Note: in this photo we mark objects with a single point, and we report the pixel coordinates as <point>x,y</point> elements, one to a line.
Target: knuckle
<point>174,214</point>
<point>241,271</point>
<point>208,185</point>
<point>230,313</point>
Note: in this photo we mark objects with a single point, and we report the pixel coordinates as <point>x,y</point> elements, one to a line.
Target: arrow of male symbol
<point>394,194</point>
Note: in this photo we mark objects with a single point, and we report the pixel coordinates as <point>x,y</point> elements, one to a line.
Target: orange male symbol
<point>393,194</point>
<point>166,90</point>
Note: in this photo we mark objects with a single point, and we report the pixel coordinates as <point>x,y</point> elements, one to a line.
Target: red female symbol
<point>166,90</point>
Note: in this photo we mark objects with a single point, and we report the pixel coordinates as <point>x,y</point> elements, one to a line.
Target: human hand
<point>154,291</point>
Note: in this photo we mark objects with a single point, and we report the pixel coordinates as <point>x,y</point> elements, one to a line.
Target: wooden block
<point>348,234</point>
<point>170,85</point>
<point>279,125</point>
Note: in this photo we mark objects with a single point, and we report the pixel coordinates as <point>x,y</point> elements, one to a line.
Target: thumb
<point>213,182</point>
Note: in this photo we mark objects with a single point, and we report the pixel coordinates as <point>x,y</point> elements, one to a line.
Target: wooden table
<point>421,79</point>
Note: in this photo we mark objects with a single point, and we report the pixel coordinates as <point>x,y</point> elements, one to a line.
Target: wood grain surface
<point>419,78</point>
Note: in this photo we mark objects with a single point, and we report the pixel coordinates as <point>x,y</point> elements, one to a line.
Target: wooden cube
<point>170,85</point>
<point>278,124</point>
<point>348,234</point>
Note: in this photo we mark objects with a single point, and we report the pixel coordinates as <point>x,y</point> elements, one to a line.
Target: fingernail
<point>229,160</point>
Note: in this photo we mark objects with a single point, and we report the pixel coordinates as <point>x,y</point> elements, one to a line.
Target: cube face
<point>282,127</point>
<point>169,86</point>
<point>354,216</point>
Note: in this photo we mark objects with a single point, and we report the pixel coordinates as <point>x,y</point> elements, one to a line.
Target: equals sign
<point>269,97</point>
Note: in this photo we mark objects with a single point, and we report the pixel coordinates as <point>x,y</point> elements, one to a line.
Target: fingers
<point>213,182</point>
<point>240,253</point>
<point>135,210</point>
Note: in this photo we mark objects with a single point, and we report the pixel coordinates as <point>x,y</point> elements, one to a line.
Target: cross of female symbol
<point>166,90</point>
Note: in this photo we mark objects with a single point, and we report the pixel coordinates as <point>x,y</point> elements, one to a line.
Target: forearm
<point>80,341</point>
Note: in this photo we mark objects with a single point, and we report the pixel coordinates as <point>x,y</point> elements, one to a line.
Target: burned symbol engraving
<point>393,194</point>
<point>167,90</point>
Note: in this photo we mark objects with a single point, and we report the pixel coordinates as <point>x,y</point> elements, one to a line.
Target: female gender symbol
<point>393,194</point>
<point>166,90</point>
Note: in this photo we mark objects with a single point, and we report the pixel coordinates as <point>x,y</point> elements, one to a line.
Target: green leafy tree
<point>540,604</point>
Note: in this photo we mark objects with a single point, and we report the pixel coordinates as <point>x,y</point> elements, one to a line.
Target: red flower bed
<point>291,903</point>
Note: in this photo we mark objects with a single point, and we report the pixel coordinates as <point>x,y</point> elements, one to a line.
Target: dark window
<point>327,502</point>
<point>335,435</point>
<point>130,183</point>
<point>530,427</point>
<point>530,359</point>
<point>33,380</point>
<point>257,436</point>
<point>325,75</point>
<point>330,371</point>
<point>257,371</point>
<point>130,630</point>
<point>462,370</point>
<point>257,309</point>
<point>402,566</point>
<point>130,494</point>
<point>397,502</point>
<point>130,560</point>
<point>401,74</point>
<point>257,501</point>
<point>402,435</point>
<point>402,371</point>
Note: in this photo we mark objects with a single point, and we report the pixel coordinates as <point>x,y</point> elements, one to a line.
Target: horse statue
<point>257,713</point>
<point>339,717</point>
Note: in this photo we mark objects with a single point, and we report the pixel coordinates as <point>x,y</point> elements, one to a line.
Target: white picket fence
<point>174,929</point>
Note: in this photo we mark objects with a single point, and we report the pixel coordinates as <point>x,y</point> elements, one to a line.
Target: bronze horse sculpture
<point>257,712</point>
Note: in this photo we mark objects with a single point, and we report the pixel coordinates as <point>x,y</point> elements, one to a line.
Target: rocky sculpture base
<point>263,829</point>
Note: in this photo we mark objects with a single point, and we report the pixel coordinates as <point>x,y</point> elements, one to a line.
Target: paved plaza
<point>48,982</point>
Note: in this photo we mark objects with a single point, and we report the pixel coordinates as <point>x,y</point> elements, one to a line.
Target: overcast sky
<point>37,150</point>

▶ EXERCISE AIM
In full and without changes, copy the entries above.

▶ WRITTEN REPLY
Note: in this photo we mark objects with a single point, and we report the pixel coordinates as <point>x,y</point> elements, one to a line.
Target: knuckle
<point>174,214</point>
<point>241,271</point>
<point>208,185</point>
<point>230,313</point>
Note: in this photo we mark objects with a single point, and we report the pixel coordinates as <point>x,y</point> elements, one to a line.
Target: arrow of male symbol
<point>394,194</point>
Note: in this photo we mark objects with a single point, and we report the pixel coordinates as <point>x,y</point> elements, one to a line.
Target: orange male symbol
<point>393,194</point>
<point>166,90</point>
Note: in this photo we mark objects with a single point, and we report the pixel coordinates as <point>x,y</point> elements, one to a line.
Target: red female symbol
<point>166,90</point>
Note: in this photo we mark objects with a single point, and we report the pixel coordinates as <point>x,y</point> elements, one to a line.
Target: human hand
<point>154,291</point>
Note: in this photo we mark objects with a single point, and we report the pixel coordinates as <point>x,y</point> elements, one to a line.
Target: wooden block
<point>348,234</point>
<point>170,85</point>
<point>279,125</point>
Note: in this photo we mark objects with a single point, and we report the pixel coordinates as <point>x,y</point> elements, one to a line.
Target: thumb
<point>213,182</point>
Note: in this photo we mark objects with a single point, and we report the pixel coordinates as <point>x,y</point> elements, one to a line.
Target: wooden table
<point>421,79</point>
Note: in this photo we mark objects with a single point, and we report the pixel coordinates as <point>x,y</point> elements, one to a line.
Target: wood grain surface
<point>419,78</point>
Note: in this photo we mark objects with a single point, and we report the pixel coordinates as <point>x,y</point> elements, one to a line.
Target: wooden cube
<point>170,85</point>
<point>278,124</point>
<point>348,234</point>
Note: in this photo we mark objects with a single point, and we report the pixel coordinates as <point>x,y</point> elements, one to a line.
Target: fingernail
<point>229,160</point>
Note: in this photo we mark objects with a single point, and we report the pixel coordinates as <point>x,y</point> elements, one to a line.
Target: cube face
<point>282,127</point>
<point>169,86</point>
<point>354,216</point>
Note: in this photo we mark objects with a single point, and we report the pixel coordinates as <point>x,y</point> elements, one to a line.
Target: equals sign
<point>269,97</point>
Note: in this photo we mark objects with a single point, and we report the pixel coordinates as <point>x,y</point> elements, one to a line.
Target: fingers
<point>213,182</point>
<point>240,253</point>
<point>135,210</point>
Note: in this photo we mark objects with a single point, and we report the pixel coordinates as <point>x,y</point> elements, one to a line.
Target: cross of female symbol
<point>166,90</point>
Note: in this photo we mark objects with a single point, and we report the pixel coordinates as <point>x,y</point> elements, one to a line.
Target: forearm
<point>80,341</point>
Note: in this photo we mark objects with a single point, and we report the pixel coordinates as <point>x,y</point> elements, one to a line.
Target: burned symbol engraving
<point>393,194</point>
<point>167,90</point>
Note: in this photo we mark objects with a single point, and we report the pixel coordinates as <point>x,y</point> elements, one to a line.
Target: female gender symbol
<point>393,194</point>
<point>166,90</point>
Note: in this photo we mark objects with a single point, and we report the pixel coordinates as <point>x,y</point> elements, one to a line.
Target: green leafy tree
<point>540,604</point>
Note: in this photo we mark objects with a single point, and we report the pixel coordinates as <point>x,y</point> elements, one to a line.
Target: red flower bed
<point>291,903</point>
Note: in this photo we mark objects with a single point, and we report the pixel coordinates as <point>x,y</point> elements, one to a line.
Target: dark window
<point>327,502</point>
<point>335,435</point>
<point>130,183</point>
<point>530,427</point>
<point>530,359</point>
<point>33,380</point>
<point>257,436</point>
<point>325,75</point>
<point>330,371</point>
<point>257,371</point>
<point>130,630</point>
<point>462,370</point>
<point>257,309</point>
<point>402,566</point>
<point>130,494</point>
<point>397,502</point>
<point>130,560</point>
<point>401,74</point>
<point>257,501</point>
<point>402,435</point>
<point>402,371</point>
Note: in this photo we mark objects with a single point, and we report the pixel coordinates as <point>x,y</point> elements, one to a line.
Target: horse statue
<point>257,713</point>
<point>339,717</point>
Note: in this photo we mark objects with a single point, and we report the pixel coordinates as <point>x,y</point> elements, one to a line.
Target: white picket fence
<point>174,929</point>
Note: in this photo we mark objects with a single point, and we report the pixel coordinates as <point>x,y</point> elements, one to a line.
Target: bronze horse sculpture
<point>257,712</point>
Note: in this photo we mark objects with a single point, and we report the pixel coordinates as <point>x,y</point> elements, one to a line.
Target: rocky sculpture base
<point>263,829</point>
Note: in this photo we mark objects with a single point, and we report the pixel coordinates as <point>x,y</point> elements, one to a line.
Target: paved plaza
<point>48,982</point>
Note: in this photo we mark objects with a single point, and we report the pixel coordinates as <point>x,y</point> elements, one to a line.
Target: overcast sky
<point>37,150</point>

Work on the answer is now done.